(Rows from a pointing dataset)
------------------------------------
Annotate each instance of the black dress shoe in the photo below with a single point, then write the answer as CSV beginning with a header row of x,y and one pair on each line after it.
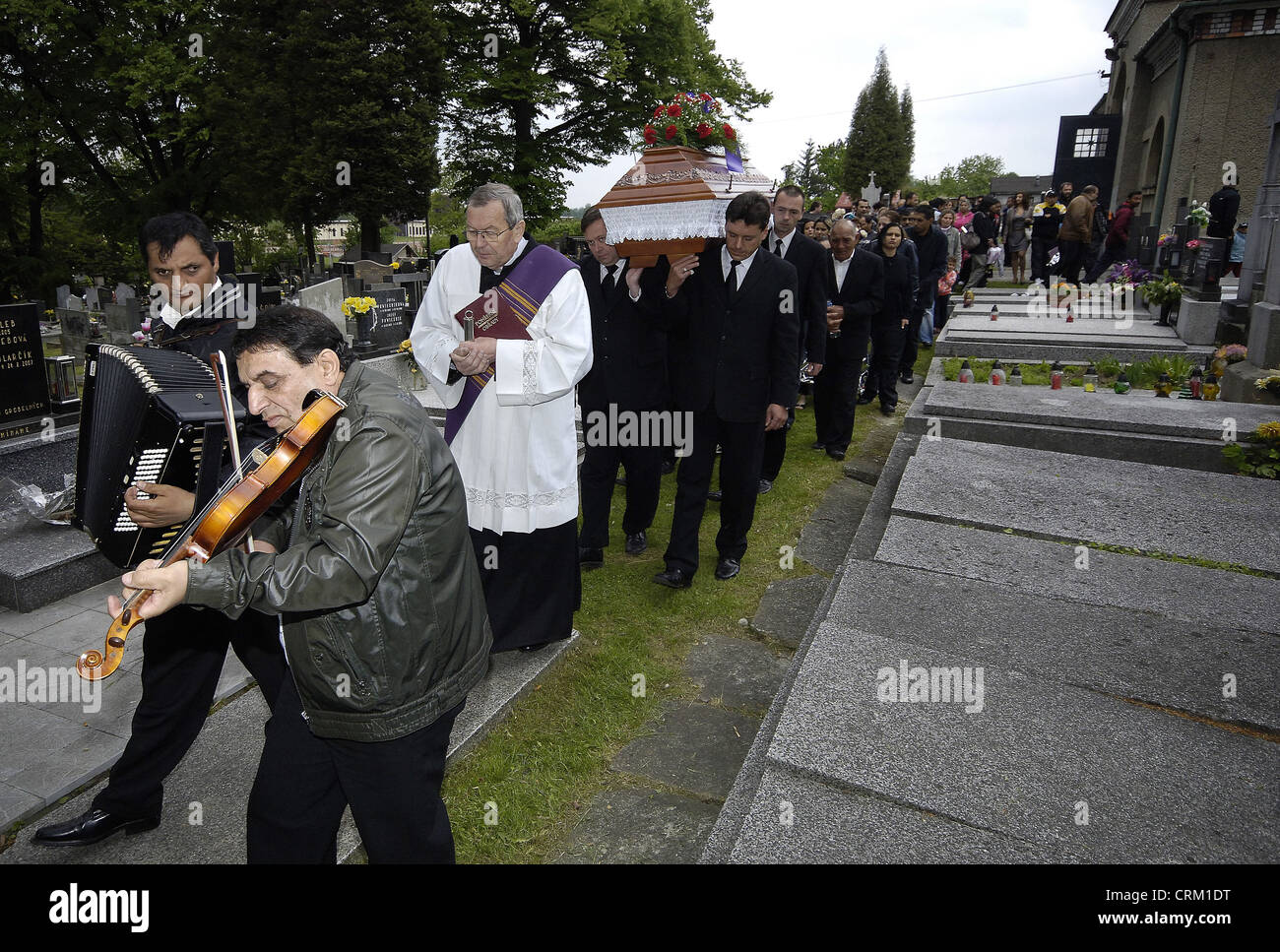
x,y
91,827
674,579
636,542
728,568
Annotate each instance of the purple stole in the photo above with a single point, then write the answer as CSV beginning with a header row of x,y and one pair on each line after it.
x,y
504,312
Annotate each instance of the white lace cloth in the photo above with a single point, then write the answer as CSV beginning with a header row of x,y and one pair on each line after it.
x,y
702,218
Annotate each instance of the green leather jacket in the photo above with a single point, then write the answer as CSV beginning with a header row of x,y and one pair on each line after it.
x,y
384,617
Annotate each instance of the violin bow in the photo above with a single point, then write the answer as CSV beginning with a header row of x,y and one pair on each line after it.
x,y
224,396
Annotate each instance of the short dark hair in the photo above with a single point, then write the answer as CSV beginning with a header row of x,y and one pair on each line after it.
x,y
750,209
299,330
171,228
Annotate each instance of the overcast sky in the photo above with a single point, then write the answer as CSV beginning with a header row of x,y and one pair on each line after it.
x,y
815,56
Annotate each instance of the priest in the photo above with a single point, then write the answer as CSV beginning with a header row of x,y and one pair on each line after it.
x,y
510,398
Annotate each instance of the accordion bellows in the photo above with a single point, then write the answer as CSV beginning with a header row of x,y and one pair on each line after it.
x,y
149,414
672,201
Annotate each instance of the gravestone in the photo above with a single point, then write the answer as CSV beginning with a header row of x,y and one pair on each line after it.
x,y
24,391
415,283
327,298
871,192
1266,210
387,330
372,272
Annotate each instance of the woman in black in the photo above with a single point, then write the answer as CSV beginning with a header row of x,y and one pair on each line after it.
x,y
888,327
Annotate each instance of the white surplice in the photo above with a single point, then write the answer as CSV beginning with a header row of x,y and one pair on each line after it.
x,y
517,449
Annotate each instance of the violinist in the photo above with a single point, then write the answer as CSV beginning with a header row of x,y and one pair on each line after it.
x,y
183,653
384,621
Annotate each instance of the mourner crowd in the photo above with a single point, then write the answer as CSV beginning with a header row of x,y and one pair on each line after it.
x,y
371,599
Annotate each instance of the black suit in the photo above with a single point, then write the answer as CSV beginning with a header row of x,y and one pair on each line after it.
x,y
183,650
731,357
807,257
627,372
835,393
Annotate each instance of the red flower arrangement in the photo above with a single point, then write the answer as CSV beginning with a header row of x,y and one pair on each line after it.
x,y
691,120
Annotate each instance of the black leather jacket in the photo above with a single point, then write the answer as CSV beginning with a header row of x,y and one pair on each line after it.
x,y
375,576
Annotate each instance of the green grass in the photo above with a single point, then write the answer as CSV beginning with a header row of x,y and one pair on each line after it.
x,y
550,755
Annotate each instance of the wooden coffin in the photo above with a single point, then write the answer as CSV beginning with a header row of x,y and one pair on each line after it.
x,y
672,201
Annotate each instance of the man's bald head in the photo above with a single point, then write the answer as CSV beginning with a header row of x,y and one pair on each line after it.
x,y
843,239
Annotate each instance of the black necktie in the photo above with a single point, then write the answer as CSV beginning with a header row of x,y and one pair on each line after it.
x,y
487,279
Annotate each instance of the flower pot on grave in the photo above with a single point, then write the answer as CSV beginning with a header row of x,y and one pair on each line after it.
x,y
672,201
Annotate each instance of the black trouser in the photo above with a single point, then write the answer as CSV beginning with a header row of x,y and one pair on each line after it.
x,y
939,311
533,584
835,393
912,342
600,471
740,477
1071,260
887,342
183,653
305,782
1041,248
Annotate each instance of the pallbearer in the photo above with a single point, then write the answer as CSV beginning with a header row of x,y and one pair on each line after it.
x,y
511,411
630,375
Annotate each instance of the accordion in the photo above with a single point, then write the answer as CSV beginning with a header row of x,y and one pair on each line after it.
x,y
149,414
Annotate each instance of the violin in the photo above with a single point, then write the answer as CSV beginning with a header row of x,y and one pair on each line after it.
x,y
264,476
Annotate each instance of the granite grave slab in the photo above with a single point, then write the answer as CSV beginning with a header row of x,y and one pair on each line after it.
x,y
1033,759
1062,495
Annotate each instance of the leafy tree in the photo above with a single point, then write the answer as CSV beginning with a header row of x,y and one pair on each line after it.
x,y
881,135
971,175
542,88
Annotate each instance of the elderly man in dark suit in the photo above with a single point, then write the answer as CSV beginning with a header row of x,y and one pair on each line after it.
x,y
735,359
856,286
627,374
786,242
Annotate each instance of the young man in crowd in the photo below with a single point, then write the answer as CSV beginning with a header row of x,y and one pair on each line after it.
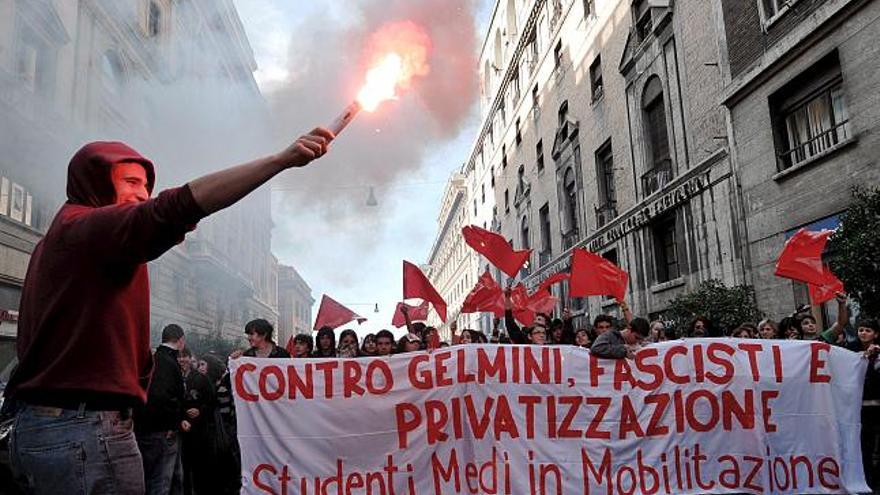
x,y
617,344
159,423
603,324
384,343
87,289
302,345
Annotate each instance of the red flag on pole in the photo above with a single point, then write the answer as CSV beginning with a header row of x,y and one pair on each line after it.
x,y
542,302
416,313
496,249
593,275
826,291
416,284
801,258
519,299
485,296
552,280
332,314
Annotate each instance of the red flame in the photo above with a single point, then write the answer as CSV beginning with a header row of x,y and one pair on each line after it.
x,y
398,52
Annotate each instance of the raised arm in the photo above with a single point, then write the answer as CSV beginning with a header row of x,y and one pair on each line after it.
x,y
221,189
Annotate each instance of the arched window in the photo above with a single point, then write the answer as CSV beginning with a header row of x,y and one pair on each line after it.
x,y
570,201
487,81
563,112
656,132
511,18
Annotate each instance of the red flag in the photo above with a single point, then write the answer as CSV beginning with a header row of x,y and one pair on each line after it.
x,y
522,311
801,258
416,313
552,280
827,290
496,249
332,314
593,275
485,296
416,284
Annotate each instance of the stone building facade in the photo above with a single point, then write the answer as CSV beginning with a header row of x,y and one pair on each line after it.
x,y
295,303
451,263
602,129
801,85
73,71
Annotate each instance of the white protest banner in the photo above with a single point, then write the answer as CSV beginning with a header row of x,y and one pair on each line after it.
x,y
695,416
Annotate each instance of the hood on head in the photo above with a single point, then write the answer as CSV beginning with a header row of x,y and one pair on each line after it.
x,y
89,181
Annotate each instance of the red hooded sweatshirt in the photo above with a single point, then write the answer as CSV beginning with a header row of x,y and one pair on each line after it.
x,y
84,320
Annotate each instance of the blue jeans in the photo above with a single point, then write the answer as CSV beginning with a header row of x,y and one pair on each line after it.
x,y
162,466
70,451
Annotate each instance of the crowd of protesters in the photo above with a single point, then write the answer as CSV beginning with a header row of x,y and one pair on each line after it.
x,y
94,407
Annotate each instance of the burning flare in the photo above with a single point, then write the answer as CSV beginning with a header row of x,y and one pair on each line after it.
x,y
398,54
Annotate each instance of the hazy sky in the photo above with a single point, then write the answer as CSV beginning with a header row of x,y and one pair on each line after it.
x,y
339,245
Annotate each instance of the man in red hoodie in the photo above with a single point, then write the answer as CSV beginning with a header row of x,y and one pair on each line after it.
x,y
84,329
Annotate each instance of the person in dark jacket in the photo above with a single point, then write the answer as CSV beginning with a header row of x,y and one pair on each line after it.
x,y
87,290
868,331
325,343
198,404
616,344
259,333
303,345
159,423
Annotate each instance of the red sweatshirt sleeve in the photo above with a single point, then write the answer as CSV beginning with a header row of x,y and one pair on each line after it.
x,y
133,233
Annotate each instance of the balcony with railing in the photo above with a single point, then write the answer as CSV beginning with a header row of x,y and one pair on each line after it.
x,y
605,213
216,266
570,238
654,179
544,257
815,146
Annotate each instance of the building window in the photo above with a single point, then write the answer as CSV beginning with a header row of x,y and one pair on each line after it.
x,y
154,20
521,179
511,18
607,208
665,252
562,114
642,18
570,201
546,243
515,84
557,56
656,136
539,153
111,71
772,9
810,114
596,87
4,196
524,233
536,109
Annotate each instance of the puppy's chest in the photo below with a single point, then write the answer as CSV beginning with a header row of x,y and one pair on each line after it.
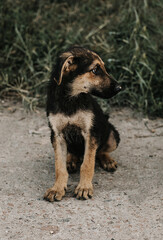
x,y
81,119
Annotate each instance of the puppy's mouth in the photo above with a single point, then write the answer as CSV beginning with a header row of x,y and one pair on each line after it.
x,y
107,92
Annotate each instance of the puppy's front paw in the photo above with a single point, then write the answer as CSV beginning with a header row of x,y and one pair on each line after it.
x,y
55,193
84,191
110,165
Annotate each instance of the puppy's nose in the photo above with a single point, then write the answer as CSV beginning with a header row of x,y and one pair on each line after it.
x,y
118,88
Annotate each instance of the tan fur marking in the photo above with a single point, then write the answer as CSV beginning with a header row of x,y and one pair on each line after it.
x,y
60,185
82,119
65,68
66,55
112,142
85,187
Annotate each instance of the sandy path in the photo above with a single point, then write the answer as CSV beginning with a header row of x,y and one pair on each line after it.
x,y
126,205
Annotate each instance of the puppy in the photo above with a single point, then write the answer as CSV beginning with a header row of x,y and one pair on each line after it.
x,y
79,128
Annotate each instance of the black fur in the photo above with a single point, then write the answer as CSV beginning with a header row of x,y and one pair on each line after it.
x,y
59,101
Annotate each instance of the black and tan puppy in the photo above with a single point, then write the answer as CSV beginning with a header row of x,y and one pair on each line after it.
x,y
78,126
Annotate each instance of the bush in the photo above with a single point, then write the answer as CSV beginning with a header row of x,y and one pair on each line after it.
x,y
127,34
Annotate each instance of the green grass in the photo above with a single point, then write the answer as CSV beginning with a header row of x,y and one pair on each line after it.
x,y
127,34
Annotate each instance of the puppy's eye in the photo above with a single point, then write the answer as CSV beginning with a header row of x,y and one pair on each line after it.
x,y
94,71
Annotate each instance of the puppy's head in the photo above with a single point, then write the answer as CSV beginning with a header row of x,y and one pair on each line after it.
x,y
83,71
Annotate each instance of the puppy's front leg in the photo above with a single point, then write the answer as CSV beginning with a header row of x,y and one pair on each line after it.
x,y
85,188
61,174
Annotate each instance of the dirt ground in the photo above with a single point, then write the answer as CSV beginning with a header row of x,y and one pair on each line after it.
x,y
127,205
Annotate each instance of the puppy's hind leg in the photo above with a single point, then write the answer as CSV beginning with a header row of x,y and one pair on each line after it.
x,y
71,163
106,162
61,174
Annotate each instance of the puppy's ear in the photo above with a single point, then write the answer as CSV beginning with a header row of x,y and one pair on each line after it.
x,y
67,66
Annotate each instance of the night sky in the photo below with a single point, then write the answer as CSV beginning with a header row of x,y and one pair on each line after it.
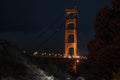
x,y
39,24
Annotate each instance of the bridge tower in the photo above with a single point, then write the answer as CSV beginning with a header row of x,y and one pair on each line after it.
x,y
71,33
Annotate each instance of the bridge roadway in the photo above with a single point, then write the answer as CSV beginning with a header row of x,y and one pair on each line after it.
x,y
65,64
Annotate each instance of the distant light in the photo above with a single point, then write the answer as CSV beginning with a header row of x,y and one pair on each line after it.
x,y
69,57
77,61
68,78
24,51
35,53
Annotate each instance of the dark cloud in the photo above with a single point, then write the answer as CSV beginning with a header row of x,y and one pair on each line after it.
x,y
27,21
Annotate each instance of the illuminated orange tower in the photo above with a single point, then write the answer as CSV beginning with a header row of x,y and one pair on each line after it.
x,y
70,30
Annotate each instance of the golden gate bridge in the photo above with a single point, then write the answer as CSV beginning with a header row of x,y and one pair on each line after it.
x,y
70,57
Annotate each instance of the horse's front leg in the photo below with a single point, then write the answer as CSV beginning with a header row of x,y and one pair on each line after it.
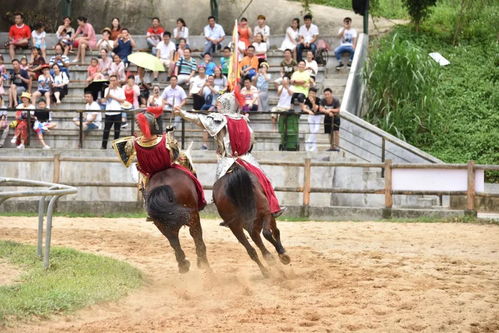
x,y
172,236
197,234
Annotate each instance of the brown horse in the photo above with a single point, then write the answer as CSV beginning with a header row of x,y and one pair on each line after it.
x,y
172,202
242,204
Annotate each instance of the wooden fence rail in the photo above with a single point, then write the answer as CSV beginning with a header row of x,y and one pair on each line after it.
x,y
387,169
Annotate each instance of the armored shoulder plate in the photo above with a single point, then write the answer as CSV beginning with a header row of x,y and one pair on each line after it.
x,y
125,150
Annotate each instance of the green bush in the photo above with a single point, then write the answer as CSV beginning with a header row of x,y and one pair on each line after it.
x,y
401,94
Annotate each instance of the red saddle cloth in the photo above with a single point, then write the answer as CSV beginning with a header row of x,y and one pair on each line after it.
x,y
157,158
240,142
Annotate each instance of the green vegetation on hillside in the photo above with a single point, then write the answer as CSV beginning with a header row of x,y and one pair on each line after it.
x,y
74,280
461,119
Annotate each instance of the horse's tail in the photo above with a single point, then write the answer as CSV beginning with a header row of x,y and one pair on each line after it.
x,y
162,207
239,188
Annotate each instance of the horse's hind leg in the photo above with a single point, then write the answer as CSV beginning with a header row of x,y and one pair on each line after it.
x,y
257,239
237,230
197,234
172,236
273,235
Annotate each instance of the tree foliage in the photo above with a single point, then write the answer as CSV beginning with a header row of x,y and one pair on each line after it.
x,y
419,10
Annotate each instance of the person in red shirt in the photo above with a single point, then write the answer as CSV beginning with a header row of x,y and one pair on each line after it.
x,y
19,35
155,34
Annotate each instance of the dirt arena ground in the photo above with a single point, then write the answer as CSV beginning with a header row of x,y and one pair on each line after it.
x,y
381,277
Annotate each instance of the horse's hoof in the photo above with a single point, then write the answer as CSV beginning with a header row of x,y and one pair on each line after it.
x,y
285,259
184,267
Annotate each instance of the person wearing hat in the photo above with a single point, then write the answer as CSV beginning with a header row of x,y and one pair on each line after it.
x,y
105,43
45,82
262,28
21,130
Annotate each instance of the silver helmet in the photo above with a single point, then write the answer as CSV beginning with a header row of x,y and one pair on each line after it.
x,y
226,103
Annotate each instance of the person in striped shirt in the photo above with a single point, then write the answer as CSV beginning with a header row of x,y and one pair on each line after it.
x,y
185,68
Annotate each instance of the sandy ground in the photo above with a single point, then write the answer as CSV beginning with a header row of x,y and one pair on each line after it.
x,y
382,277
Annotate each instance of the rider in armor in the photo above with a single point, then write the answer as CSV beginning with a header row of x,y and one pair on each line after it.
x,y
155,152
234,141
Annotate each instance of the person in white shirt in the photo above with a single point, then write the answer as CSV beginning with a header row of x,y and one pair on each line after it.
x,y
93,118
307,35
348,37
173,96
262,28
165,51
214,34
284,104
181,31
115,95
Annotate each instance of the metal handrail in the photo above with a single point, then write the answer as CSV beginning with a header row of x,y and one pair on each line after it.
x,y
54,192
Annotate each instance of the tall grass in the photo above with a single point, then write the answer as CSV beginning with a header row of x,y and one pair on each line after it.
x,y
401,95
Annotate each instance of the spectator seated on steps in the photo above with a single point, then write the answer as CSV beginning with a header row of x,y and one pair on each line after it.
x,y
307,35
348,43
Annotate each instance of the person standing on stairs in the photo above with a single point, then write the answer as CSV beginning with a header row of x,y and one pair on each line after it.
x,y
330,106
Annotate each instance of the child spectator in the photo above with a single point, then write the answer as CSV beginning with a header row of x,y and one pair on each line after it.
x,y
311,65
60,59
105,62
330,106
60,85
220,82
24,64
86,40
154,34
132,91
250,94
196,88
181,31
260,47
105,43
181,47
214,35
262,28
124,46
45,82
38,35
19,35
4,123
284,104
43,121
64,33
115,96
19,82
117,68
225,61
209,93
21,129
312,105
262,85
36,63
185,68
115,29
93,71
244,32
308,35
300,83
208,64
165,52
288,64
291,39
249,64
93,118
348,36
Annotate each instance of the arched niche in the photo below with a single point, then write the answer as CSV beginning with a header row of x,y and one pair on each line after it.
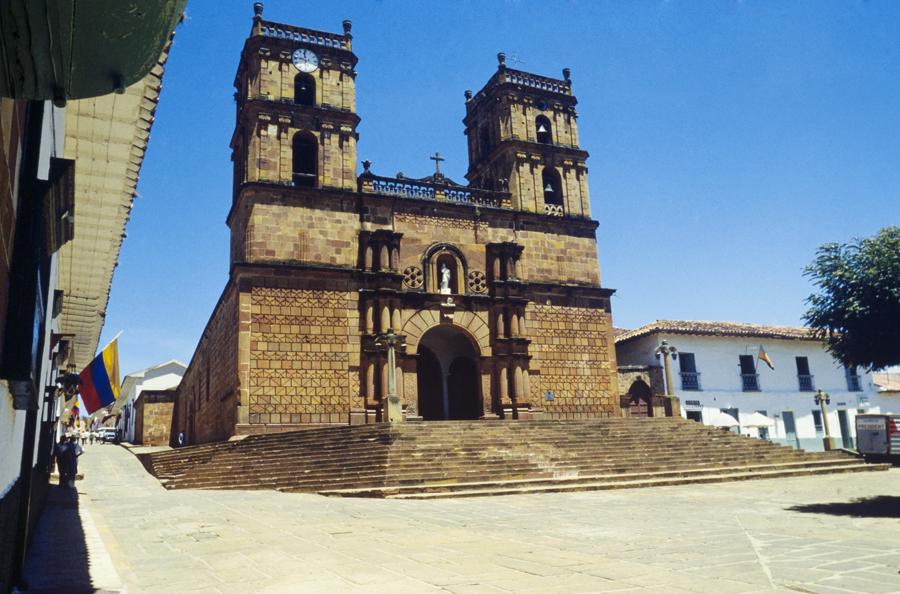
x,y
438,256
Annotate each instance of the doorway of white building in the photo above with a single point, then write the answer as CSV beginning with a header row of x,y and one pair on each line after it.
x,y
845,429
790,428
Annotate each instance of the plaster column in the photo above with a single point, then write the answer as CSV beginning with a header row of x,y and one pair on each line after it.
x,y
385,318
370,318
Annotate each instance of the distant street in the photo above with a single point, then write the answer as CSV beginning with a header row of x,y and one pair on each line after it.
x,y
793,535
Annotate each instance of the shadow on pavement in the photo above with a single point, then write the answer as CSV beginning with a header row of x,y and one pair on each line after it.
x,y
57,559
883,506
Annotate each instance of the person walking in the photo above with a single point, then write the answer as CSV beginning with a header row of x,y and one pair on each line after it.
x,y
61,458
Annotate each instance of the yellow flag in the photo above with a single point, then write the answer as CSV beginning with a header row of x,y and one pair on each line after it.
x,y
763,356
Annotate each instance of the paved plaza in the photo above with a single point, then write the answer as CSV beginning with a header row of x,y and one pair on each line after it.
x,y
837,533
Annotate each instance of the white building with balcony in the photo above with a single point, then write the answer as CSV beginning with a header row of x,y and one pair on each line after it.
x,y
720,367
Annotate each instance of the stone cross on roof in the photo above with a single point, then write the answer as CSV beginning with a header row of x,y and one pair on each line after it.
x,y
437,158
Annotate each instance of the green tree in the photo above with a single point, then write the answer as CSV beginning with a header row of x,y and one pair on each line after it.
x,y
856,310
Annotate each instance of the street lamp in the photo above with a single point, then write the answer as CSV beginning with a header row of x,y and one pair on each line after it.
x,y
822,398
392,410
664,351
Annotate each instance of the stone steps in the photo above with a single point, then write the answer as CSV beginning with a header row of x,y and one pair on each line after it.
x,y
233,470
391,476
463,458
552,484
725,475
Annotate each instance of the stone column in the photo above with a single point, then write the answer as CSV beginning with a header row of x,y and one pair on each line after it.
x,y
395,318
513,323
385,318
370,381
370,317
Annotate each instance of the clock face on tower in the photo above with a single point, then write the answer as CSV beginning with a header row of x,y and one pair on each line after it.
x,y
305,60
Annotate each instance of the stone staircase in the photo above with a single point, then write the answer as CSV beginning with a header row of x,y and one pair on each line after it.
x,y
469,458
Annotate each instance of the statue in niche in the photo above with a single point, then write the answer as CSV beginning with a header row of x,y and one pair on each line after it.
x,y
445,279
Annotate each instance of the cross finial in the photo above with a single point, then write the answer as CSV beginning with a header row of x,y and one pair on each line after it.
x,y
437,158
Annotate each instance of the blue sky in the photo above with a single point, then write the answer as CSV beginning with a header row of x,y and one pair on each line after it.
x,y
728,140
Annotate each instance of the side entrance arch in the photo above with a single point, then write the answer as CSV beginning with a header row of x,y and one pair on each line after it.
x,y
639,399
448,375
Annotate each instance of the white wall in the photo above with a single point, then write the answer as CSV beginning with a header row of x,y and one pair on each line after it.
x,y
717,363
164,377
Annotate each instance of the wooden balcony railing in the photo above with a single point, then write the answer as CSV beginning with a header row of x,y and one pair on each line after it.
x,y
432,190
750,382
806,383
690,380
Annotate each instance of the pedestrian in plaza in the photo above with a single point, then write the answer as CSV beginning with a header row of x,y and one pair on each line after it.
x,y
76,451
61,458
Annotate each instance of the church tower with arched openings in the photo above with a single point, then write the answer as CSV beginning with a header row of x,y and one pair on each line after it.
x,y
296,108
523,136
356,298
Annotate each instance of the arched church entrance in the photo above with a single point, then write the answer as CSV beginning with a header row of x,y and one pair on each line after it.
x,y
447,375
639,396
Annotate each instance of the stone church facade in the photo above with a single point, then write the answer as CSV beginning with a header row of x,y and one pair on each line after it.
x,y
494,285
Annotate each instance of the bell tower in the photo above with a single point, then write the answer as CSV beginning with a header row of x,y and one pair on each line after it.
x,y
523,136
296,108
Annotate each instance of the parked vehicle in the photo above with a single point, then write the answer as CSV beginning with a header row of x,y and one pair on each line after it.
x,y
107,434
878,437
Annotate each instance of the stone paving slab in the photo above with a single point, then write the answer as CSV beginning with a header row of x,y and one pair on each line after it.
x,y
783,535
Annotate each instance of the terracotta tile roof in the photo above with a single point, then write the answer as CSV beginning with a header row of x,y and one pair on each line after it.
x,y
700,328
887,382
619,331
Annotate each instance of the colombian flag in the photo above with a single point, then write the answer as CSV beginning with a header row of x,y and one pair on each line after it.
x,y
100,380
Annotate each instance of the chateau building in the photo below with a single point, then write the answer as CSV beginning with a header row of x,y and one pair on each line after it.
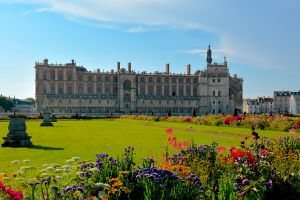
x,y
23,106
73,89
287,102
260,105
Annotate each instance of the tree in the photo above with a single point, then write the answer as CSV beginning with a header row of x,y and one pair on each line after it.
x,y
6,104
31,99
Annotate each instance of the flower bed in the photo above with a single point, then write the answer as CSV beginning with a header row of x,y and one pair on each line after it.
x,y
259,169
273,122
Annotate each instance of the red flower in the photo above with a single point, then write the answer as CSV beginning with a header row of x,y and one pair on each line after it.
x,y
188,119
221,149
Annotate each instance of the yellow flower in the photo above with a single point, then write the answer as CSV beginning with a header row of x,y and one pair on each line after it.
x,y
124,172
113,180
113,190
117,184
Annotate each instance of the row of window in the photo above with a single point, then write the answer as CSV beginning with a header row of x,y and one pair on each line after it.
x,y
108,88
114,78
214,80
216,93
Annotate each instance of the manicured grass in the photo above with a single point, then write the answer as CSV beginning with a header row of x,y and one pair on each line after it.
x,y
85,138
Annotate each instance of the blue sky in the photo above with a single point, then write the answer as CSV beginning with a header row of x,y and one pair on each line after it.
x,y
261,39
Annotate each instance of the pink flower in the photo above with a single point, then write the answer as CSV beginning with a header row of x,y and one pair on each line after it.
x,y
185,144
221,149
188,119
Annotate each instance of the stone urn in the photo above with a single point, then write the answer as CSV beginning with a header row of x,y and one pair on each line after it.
------------------------------------
> _Task requirements_
Take every line from the one containing "Annotate each instance of the manicured" to the end of the listing and output it exactly, with nothing else.

> _Written response_
Annotate each instance of the manicured grass in the photo above with a single point, then write the answer as CSV beginning with a header row of x,y and one pair on each line after it.
x,y
85,138
Annotate each instance of the blue sky in the photo above with a single point, then write the answer as CSV beginning with a header row of x,y and one pair on each line after it.
x,y
261,39
Annotate each instance of the pink flower in the photo above with a single point, then write the answer as CSV beginning with a header row of x,y and one pair on each line after it.
x,y
185,144
221,149
188,119
Annotate each instance of the stone urn in the photo above with a single point, then write the answer as CSV beginning with a header row of x,y and one pair on each line after it.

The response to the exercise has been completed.